Authors: Diana Preston
Nicholas sought to impose Russian customs and language throughout his empire, in the process ruthlessly crushing nationalist risings such as those in Poland in 1830. He pushed outward the empire’s boundaries in the south and east at the expense of the rulers of Ottoman Turkey and Persia. In the 150 years since the accession of Czar Peter the Great in 1689, the Russian empire’s population had grown from 15 to 58 million, and its borders had advanced five hundred miles toward Constantinople and one thousand miles toward Tehran and Afghanistan.
It was this expansionary vision that Britain feared. Just as Britain had the world’s most powerful navy, Russia in the nineteenth century had by far the largest army—well over half a million men. Most were conscripts. Although only 1 or 2 percent of eligible Russian males were conscripted annually, to be among them was a personal tragedy since service was for a period of twenty-five years. Britain, together with France, had for some time been struggling to prevent Russia from exploiting what seemed to be the inevitable breakup of the Ottoman Turkish Empire, which Czar Nicholas proclaimed “the sick man of Europe.” A particular British concern was to keep Russia from securing access for its navy from the Black Sea through the Bosphorus and Dardanelles to the Mediterranean. From the difficulties in restraining Russia in its southern expansion, fears had grown in Britain—albeit based on sparse evidence—that to the southeast Russia might have ambitions beyond Central Asia, extending even to India.
Britain, at the time of the Afghan intervention, was a constitutional monarchy and well on the way to becoming the world’s predominant commercial as well as naval power. Its share of the world’s manufacturing output was on the rise from 9.5 percent in 1830 to its peak of some 20 percent in 1860.
Queen Victoria had come to the British throne in 1837 at the age of eighteen. “Poor little Queen,” Thomas Carlyle wrote, “she is at an age at which a girl can hardly be trusted to choose a bonnet for herself; yet a task is laid upon her from which an archangel might shrink.” Great Britain’s population was some 18 million, excluding 8 million people in British-ruled Ireland. Britain’s other overseas possessions covered some 2 million square miles with a population of well over 100 million. They spread from Canada, where in 1837 a crisis had been precipitated by Canadian troops sinking a U.S. warship transporting supplies across the Niagara River to Canadian insurgents, to Jamaica, Africa’s Gold Coast and its southern tip, the Cape Colony, India, Ceylon (Sri Lanka), Malaya, the recently founded Singapore and Australia. In Britain, which had abolished slavery in 1834, only one in seven men had the vote, and no women were considered wise or strong enough to do so. Nevertheless, political life was lively, focusing not only on the wisdom of the Afghan intervention but also on further extensions of the franchise and the improvement of the lot of working people, both of which would give rise to considerable agitation, sometimes violent, by the Chartists and others over the next few years.
+--
Set exercise: Give every distinct year named in the passage on Russian expansion and Victorian Britain, from earliest to latest.

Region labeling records
+--
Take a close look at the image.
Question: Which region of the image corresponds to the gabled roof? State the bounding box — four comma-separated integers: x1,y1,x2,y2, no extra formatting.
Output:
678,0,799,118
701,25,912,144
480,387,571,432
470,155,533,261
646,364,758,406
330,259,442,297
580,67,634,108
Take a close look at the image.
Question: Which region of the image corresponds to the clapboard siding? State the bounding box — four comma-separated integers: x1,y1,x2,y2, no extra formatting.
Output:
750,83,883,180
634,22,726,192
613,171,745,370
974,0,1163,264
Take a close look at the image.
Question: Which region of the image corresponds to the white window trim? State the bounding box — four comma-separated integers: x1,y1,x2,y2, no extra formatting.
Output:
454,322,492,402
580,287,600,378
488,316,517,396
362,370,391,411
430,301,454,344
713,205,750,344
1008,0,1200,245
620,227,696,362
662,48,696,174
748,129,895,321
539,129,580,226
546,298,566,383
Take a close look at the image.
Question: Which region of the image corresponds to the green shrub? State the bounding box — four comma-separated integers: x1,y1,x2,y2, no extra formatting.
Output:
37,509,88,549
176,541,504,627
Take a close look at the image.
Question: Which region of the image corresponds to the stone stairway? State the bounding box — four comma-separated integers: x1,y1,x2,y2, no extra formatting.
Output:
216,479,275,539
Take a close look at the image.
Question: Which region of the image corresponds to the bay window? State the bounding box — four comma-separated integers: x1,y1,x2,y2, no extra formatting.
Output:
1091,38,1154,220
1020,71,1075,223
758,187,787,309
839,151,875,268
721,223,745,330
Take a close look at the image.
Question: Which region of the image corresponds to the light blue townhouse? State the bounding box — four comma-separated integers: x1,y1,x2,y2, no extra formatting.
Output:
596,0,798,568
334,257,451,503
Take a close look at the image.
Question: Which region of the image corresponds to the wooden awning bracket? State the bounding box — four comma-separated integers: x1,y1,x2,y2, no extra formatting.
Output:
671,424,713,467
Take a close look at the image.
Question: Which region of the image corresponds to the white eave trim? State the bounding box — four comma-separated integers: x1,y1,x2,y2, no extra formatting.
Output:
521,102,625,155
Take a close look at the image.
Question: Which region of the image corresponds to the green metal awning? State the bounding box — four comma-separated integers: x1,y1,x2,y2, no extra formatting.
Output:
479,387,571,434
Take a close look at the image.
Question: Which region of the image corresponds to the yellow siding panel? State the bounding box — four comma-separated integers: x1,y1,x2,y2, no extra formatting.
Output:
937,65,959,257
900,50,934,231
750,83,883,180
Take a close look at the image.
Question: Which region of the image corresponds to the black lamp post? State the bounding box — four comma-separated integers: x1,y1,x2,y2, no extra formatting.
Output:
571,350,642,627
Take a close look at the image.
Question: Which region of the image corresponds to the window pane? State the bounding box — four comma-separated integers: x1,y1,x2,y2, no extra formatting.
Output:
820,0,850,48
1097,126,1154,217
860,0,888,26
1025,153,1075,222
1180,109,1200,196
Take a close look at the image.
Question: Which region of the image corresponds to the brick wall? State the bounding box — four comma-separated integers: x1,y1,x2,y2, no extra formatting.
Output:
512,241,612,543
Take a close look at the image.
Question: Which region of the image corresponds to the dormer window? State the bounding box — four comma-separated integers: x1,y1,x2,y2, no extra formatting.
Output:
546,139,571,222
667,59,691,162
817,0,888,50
+--
Response to the exercise: 1689, 1830, 1834, 1837, 1860